Records drawn from a dataset
Start of Block

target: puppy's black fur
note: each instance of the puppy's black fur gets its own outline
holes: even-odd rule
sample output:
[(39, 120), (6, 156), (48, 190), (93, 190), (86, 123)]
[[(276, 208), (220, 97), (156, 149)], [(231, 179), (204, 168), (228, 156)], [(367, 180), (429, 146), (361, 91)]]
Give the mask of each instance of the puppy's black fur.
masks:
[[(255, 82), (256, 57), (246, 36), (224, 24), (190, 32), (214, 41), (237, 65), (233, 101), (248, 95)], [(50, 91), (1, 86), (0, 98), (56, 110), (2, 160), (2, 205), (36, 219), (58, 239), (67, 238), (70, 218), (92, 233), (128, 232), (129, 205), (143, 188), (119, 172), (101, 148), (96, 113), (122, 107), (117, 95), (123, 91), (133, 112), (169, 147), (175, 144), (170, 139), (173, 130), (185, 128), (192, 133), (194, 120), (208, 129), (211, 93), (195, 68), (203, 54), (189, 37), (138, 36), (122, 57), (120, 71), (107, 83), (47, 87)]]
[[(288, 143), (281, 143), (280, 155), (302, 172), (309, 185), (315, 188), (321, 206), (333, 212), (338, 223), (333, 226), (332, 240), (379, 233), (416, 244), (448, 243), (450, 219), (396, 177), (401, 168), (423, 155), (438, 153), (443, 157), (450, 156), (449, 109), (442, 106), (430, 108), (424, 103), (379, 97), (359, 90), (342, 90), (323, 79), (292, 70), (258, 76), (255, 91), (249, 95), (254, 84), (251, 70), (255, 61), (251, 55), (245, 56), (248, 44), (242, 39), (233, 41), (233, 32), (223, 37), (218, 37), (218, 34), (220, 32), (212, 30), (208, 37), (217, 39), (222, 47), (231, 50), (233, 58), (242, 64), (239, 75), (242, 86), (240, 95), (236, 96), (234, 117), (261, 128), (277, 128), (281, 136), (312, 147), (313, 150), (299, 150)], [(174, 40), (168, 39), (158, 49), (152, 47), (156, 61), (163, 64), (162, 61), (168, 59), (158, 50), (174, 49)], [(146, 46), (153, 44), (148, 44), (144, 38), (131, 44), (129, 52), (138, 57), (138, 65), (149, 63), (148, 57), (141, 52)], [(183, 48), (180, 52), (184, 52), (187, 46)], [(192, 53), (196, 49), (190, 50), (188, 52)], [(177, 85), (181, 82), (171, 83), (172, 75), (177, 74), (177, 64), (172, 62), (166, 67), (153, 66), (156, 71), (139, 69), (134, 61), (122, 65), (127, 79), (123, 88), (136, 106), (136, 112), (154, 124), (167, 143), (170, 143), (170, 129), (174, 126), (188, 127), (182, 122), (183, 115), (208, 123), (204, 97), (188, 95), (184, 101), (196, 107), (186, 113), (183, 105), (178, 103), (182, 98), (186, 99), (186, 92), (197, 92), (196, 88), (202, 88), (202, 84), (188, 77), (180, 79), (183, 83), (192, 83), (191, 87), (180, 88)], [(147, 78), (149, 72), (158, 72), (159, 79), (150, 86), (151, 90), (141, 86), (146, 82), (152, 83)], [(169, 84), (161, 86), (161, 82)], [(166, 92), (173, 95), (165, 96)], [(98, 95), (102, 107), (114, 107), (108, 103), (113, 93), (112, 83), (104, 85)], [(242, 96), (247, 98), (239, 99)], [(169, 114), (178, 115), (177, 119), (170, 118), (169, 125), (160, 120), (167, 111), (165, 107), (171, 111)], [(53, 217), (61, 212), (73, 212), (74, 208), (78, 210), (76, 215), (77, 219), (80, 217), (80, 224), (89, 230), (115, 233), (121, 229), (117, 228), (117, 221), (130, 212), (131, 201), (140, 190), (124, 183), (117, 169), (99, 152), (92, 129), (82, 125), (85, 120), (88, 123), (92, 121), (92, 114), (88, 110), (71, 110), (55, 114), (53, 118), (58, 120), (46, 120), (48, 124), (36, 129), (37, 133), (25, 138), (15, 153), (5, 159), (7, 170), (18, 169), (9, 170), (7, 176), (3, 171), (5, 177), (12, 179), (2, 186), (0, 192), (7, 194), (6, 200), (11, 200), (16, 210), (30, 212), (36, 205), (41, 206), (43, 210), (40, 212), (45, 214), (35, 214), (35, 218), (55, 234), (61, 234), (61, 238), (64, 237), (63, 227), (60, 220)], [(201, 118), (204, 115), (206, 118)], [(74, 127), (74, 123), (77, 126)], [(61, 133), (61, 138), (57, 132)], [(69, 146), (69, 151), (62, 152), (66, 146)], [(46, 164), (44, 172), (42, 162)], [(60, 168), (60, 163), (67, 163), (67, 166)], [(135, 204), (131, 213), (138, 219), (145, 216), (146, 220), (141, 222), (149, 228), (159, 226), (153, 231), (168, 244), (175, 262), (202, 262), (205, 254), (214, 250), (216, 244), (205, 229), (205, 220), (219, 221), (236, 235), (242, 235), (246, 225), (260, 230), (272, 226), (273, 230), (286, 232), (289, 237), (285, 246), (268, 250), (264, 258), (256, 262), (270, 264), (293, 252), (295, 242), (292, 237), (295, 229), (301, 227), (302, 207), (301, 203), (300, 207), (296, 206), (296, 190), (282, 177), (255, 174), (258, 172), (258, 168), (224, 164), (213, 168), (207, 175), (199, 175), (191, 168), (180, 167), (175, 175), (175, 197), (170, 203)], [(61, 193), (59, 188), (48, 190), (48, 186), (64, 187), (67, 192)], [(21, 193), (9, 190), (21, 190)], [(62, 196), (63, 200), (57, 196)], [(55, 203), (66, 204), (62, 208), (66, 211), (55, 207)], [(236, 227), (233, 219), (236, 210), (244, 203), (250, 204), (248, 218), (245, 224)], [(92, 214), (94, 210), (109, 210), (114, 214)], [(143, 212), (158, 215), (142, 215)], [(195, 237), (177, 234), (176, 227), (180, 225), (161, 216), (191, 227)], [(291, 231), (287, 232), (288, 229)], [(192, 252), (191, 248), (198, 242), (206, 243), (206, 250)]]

End of Block

Pull every line containing "each" out of the entries.

note: each instance of the puppy's black fur gets its own outline
Give the mask of each instance of the puppy's black fur.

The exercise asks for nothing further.